Copy the records below exactly, leaving out any pictures.
==== Input material ====
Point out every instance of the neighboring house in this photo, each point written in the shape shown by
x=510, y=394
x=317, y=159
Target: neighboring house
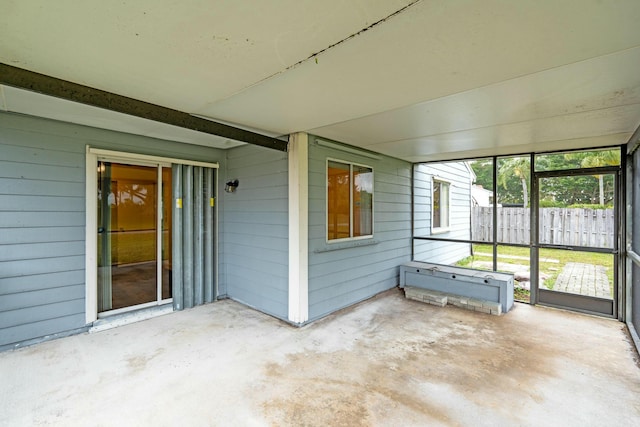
x=481, y=196
x=442, y=210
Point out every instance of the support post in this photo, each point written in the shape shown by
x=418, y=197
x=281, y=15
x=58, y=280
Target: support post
x=298, y=228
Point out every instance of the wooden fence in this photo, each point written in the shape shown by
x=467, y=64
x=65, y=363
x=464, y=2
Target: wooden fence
x=558, y=226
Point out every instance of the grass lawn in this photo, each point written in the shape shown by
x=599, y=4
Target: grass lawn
x=551, y=262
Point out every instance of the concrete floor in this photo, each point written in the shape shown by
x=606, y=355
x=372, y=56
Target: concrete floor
x=387, y=361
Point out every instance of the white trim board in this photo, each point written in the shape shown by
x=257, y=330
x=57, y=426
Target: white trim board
x=299, y=228
x=119, y=155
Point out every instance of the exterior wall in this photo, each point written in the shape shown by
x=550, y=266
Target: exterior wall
x=42, y=219
x=342, y=274
x=459, y=176
x=255, y=231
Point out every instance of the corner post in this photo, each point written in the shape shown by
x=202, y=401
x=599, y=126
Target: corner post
x=298, y=227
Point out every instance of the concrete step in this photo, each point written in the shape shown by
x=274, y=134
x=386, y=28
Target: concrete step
x=441, y=299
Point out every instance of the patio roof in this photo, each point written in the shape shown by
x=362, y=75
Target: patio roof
x=412, y=79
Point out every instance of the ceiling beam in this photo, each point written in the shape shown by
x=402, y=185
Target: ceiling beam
x=47, y=85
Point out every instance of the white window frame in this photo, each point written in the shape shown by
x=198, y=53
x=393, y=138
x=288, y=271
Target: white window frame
x=447, y=228
x=326, y=180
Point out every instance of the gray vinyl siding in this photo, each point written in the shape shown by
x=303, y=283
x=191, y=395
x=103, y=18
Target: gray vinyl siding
x=342, y=274
x=255, y=232
x=42, y=220
x=458, y=175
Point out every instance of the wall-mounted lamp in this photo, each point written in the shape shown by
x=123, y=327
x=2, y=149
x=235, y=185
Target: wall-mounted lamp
x=231, y=186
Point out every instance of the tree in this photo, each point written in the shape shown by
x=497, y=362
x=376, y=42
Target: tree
x=596, y=159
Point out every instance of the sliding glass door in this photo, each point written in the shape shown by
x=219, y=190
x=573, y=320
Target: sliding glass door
x=134, y=236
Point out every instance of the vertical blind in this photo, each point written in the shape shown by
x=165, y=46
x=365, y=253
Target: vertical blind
x=193, y=258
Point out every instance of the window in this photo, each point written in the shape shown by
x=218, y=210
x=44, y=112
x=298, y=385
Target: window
x=440, y=206
x=349, y=200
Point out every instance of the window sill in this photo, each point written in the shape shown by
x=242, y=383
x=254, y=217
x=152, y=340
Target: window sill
x=346, y=245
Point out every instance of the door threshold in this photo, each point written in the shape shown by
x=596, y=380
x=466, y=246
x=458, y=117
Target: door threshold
x=116, y=320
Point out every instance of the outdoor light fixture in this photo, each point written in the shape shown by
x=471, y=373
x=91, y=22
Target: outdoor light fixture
x=231, y=186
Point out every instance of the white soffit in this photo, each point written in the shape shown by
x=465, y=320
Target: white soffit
x=432, y=50
x=35, y=104
x=597, y=98
x=183, y=54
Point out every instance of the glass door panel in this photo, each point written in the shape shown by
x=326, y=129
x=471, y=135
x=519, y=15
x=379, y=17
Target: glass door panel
x=166, y=233
x=577, y=240
x=127, y=235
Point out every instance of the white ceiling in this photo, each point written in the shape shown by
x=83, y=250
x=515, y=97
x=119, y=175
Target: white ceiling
x=419, y=80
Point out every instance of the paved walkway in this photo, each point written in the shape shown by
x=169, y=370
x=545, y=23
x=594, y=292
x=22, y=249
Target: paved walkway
x=583, y=279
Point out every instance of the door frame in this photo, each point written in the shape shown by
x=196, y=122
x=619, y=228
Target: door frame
x=93, y=155
x=582, y=303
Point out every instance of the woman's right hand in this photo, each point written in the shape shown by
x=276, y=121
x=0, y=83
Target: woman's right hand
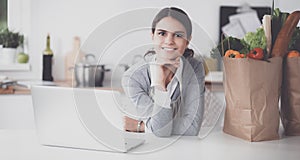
x=164, y=69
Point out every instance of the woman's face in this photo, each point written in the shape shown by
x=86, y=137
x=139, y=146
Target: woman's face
x=170, y=38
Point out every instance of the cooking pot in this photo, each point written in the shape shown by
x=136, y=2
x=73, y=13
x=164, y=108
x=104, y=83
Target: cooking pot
x=88, y=73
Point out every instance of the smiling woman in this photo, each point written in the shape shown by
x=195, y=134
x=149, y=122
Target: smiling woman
x=167, y=88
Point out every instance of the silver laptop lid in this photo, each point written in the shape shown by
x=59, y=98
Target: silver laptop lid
x=79, y=118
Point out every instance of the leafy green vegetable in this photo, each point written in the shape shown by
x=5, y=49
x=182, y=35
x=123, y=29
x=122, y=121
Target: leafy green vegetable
x=256, y=39
x=278, y=19
x=229, y=43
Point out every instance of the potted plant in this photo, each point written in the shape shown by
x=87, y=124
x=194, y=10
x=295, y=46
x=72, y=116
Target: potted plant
x=10, y=41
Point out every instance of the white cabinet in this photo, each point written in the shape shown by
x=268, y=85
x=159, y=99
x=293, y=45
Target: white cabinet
x=16, y=112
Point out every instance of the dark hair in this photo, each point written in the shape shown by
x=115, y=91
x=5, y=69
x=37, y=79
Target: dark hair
x=179, y=15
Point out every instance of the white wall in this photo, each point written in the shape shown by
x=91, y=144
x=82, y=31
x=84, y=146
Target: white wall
x=64, y=19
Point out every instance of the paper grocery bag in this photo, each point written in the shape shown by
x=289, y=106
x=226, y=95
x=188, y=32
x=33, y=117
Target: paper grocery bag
x=252, y=91
x=290, y=97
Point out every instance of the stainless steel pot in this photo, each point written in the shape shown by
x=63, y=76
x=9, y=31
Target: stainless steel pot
x=89, y=74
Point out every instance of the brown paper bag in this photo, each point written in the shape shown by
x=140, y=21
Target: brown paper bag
x=290, y=97
x=252, y=91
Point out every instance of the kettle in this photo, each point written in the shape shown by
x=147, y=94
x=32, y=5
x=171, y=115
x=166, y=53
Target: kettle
x=88, y=73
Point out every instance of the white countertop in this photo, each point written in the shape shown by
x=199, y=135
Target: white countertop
x=23, y=145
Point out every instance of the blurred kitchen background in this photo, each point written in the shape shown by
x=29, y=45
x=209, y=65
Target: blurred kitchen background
x=66, y=19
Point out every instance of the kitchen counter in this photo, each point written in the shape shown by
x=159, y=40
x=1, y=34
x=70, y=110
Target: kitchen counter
x=23, y=144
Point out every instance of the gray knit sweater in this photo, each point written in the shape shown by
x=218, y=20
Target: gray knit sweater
x=187, y=101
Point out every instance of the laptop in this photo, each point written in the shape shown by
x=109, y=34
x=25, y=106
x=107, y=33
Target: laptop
x=81, y=118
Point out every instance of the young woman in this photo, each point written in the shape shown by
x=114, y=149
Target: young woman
x=167, y=88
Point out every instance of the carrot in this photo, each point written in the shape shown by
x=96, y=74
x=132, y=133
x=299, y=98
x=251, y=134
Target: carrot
x=284, y=36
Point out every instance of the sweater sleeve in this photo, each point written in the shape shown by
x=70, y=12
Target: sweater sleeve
x=136, y=85
x=193, y=104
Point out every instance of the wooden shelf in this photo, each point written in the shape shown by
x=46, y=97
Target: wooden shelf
x=15, y=67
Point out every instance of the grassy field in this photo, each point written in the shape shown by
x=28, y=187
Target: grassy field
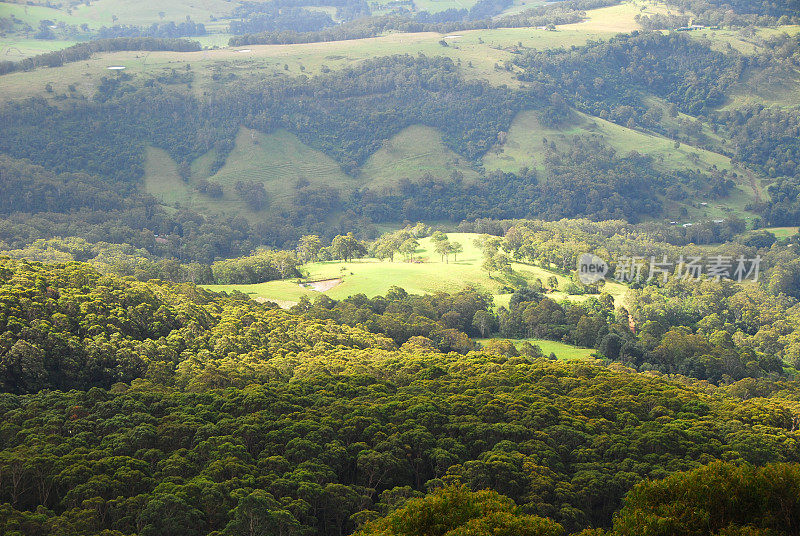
====
## Answer for this exercise
Point out every instance of the neighboring house in this photo, each point written in the shape shown by
x=510, y=394
x=317, y=159
Target: neighboring house
x=481, y=196
x=442, y=210
Point out every instance of the support post in this photo, each point written in the shape shown by
x=418, y=197
x=281, y=15
x=58, y=280
Target: support post
x=298, y=228
Point out every instance of the wooden fence in this photo, each point written in the shape shown by
x=467, y=64
x=65, y=363
x=464, y=2
Target: wooden fence
x=558, y=226
Point out every instance of the grass lawn in this photo, each point written in the shape shown by
x=599, y=4
Target: grass lawn
x=551, y=262
Point out every instance of the concrete floor in this photo, each point written in the shape shown by
x=606, y=355
x=372, y=56
Target: concrete floor
x=387, y=361
Point out every instance of the white trim board in this photo, each point written in the shape shown by
x=257, y=330
x=57, y=426
Target: white trim board
x=299, y=228
x=119, y=155
Point out every instance of the exterior wall in this photo, each point written in the shape shown by
x=550, y=266
Target: exterior wall
x=42, y=219
x=342, y=274
x=459, y=176
x=255, y=231
Point out every instance of the corner post in this photo, each point written in the shape shown by
x=202, y=401
x=599, y=126
Target: corner post
x=298, y=227
Point out every instance of the concrete step in this photo, each point written in the shape shown by
x=274, y=134
x=386, y=28
Target: concrete step
x=441, y=299
Point out every instance of the patio roof in this photo, each point written in the shape shown by
x=362, y=75
Target: patio roof
x=412, y=79
Point out every instance of the ceiling beam in this photo, each point written in the shape shown by
x=402, y=185
Target: ceiling beam
x=47, y=85
Point out every instance of the white window frame in this photo, each point written in the shape shown by
x=198, y=53
x=393, y=138
x=288, y=271
Target: white window frame
x=447, y=228
x=326, y=180
Point out every instance of the gray vinyl siding in this photo, each point written in the shape shown by
x=303, y=283
x=191, y=395
x=103, y=18
Target: gray vinyl siding
x=342, y=274
x=255, y=232
x=42, y=220
x=458, y=175
Point out every instance of the wall-mounted lamp in this photo, each point written in the shape shown by
x=123, y=327
x=2, y=149
x=235, y=185
Target: wall-mounted lamp
x=231, y=186
Point out every instance of the tree in this photo, each point written in the shape shown by
x=497, y=362
x=376, y=42
Target: tree
x=596, y=159
Point out every instance of the sliding glass door in this photo, each point written in the shape shown by
x=219, y=190
x=573, y=320
Target: sliding glass door
x=134, y=236
Point out every instance of the vertical blind in this photo, each point written in the shape shown by
x=165, y=46
x=365, y=253
Target: vertical blind
x=193, y=258
Point out every instance of the window in this photo, each point written in the shape shown by
x=218, y=210
x=44, y=112
x=298, y=385
Target: window
x=440, y=206
x=349, y=200
Point out every instance of the window sill in this photo, each point written in the shape shown by
x=242, y=383
x=254, y=217
x=152, y=340
Target: window sill
x=346, y=245
Point out every instance of the door threshold in this photo, each point written in the shape shown by
x=596, y=380
x=466, y=246
x=458, y=117
Target: door threshold
x=116, y=320
Point out every instance of the outdoor light fixture in this photo, each point written in the shape shown by
x=471, y=373
x=91, y=22
Target: outdoor light fixture
x=231, y=186
Point out every instance of the white soffit in this photo, each point written in the shape shown by
x=465, y=320
Target: white soffit
x=432, y=50
x=35, y=104
x=597, y=98
x=183, y=54
Point out every instance of the glass door panel in this photo, each point written in the shape shown by
x=326, y=129
x=471, y=135
x=519, y=15
x=379, y=17
Target: glass door panel
x=166, y=233
x=577, y=240
x=127, y=235
Point out every instance of the white ceiling in this photo, each point written in the shape shown by
x=83, y=250
x=515, y=97
x=119, y=175
Target: white ceiling
x=419, y=80
Point out every instance of the paved walkway in this photo, each point written in the shape shown by
x=169, y=370
x=545, y=23
x=594, y=292
x=22, y=249
Target: paved walkway
x=583, y=279
Point out every instance of the door frame in this photo, each point written in the shape shown by
x=196, y=122
x=619, y=228
Target: door frame
x=93, y=155
x=582, y=303
Point out every instance of the woman's right hand in this photo, each point written in the shape shown by
x=276, y=121
x=0, y=83
Target: woman's right hand
x=164, y=69
Point out every instance of the woman's face in this photo, each point written in the shape shown by
x=86, y=137
x=139, y=146
Target: woman's face
x=170, y=38
Point out every instance of the cooking pot in this photo, each point written in the shape shown by
x=136, y=2
x=73, y=13
x=164, y=108
x=104, y=83
Target: cooking pot
x=88, y=73
Point out every instance of the smiling woman in this photo, each point written in the shape shown by
x=195, y=134
x=149, y=122
Target: smiling woman
x=167, y=88
Point out every instance of the silver laptop lid in this photo, each point written in the shape shown by
x=59, y=98
Target: silver laptop lid
x=79, y=118
Point out every instance of the leafy green vegetable in this photo, each point written in the shape shown by
x=5, y=49
x=182, y=35
x=123, y=29
x=122, y=121
Target: leafy green vegetable
x=256, y=39
x=278, y=19
x=229, y=43
Point out every instance of the potted plant in this photo, each point written in the shape shown by
x=87, y=124
x=194, y=10
x=295, y=46
x=72, y=116
Target: potted plant
x=10, y=41
Point out every instance of the white cabinet in this photo, each point written in the shape shown by
x=268, y=85
x=159, y=99
x=293, y=45
Target: white cabinet
x=16, y=112
Point out every instance of the dark hair in this photo, each point written in the shape shown by
x=115, y=91
x=5, y=69
x=37, y=79
Target: dark hair
x=179, y=15
Point out every instance of the white wall in this photo, each point written in the shape shown by
x=91, y=144
x=82, y=31
x=84, y=146
Target: white wall
x=64, y=19
Point out every instance of the paper grocery bag in this photo, each point written in the shape shown by
x=289, y=106
x=226, y=95
x=188, y=32
x=33, y=117
Target: paper grocery bag
x=252, y=91
x=290, y=97
Point out every instance of the stainless steel pot in this photo, each point written in the shape shown by
x=63, y=76
x=9, y=31
Target: stainless steel pot
x=89, y=74
Point out every instance of the brown paper bag in this photo, each point written in the shape shown by
x=140, y=21
Target: brown paper bag
x=290, y=97
x=252, y=91
Point out every instance of the kettle in this photo, each point written in the shape shown by
x=147, y=94
x=32, y=5
x=171, y=115
x=166, y=53
Target: kettle
x=88, y=73
Point out every instance of the white countertop in this photo, each point written in the shape shown by
x=199, y=135
Target: white countertop
x=23, y=145
Point out every instance of the blurred kitchen background in this photo, each point written in the shape shown by
x=29, y=45
x=209, y=65
Target: blurred kitchen background
x=66, y=19
Point out every instance of the kitchen counter in this photo, each point written in the shape shown by
x=159, y=40
x=1, y=34
x=70, y=110
Target: kitchen counter
x=23, y=144
Point out every instance of the gray knit sweater in this photo, each point written in the shape shown by
x=218, y=20
Target: gray knit sweater
x=187, y=101
Point out every instance of the laptop in this photo, each point written in the shape shown by
x=109, y=34
x=25, y=106
x=107, y=33
Target: laptop
x=81, y=118
Point out every instance of the young woman in this photo, each point written in the shape shown by
x=114, y=149
Target: young woman
x=167, y=88
Point out every instance of the carrot in this photo, each point written in the shape shown by
x=96, y=74
x=132, y=133
x=299, y=98
x=251, y=134
Target: carrot
x=284, y=36
Point out every instance of the sweater sleeve in this photo, each point written in the shape shown by
x=70, y=12
Target: sweater sleeve
x=136, y=85
x=193, y=104
Point out every instance of the wooden shelf in this photo, each point written in the shape shown by
x=46, y=97
Target: wooden shelf
x=15, y=67
Point out every instance of the grassy field in this photo, each point written in the shape shown by
x=28, y=187
Target: grassy field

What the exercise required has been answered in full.